- Exercise 1 -
In the article about drone deliveries of medical supplies, what date is the Let's Fly Wisely event scheduled for?
- Exercise 2 -
Quote the article about drone deliveries of medical supplies, starting at "Every year, about" and ending at "Area Medical Clinic.".

Every year, about 1,500 people from the Appalachian Mountains who don’t have access to the medicine they need gather at the fairgrounds in Wise, Va., for the Remote Area Medical Clinic.
This year, unmanned aerial systems will deliver the much-needed medical supplies and pharmaceuticals to the fairgrounds—marking an important first for UAS in the United States, said Rose Mooney, Executive Director of the Mid-Atlantic Aviation Partnership at Virginia Tech, or MAAP, the organization overseeing the research flights as part of the Let’s Fly Wisely event. The event is scheduled for July 17.
“We thought this would be a good way to actually show how UAS can be used for important tasks like delivering medicine and medical supplies,” Mooney said. “Most people think the only places that have trouble getting medical supplies are outside the country, but there are some here in the U.S. as well.”
NASA’s Langley Research Center in Hampton, Va., will provide a SR-22 remotely piloted aircraft to deliver the supplies from the Tazewell County Airport to Lonesome Pine Airport, Mooney said. The trip is about 22 nautical miles, and a safety pilot will be on board. Once the supplies and medicine are delivered, much smaller UASs from Flirtey will begin making deliveries to the people waiting at the RAM clinic.
The Flirtey UAS is a tethered UAS, and will lower and release the supplies to volunteers waiting at the fairgrounds. Once they’ve made the delivery, they’ll head back to the airport to pick up more packages.

[Collected data entries]
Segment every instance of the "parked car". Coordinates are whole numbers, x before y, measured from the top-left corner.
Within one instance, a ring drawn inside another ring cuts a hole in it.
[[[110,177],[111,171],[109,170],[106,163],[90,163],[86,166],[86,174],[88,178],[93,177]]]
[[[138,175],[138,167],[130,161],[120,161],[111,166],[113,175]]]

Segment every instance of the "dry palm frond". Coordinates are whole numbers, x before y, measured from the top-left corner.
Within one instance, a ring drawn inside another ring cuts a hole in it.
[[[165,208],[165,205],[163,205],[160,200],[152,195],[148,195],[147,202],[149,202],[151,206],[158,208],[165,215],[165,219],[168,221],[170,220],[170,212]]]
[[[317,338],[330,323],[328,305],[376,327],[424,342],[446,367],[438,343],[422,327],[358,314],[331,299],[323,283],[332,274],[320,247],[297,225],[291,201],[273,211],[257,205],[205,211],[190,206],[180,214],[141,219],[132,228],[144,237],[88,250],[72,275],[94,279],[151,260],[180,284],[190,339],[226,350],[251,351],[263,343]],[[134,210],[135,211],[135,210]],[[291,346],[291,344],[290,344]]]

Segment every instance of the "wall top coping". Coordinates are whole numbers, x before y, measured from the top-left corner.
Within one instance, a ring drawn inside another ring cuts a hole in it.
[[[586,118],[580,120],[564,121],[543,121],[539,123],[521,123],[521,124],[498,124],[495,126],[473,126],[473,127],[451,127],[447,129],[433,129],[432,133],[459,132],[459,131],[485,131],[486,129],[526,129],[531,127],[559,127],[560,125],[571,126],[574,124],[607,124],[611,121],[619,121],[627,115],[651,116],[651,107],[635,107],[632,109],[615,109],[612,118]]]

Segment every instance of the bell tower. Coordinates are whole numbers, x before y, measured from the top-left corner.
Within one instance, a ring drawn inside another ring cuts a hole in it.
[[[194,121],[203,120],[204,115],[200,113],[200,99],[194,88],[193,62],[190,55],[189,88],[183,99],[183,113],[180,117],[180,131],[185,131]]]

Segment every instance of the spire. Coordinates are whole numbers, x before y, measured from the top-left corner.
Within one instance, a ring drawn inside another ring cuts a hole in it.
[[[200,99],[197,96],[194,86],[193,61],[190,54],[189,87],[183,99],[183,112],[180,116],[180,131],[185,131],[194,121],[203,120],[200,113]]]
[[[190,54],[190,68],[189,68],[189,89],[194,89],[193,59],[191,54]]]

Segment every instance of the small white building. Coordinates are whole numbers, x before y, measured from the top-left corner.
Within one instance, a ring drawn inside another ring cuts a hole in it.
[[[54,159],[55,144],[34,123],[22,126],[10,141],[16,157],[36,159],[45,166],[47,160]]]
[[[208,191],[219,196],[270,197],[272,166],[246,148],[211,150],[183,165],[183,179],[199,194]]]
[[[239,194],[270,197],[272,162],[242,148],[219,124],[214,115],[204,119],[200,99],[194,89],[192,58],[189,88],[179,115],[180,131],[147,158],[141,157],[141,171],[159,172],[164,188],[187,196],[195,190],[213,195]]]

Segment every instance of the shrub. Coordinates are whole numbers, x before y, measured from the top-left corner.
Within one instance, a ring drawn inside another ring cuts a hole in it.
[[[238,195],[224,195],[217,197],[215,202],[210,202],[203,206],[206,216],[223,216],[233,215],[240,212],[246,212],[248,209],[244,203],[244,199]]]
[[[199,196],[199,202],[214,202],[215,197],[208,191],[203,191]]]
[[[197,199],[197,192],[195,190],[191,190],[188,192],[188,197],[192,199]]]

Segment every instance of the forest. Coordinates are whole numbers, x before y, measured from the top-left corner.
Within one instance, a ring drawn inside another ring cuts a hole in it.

- Answer 1 -
July 17

- Answer 2 -
Every year, about 1,500 people from the Appalachian Mountains who don’t have access to the medicine they need gather at the fairgrounds in Wise, Va., for the Remote Area Medical Clinic.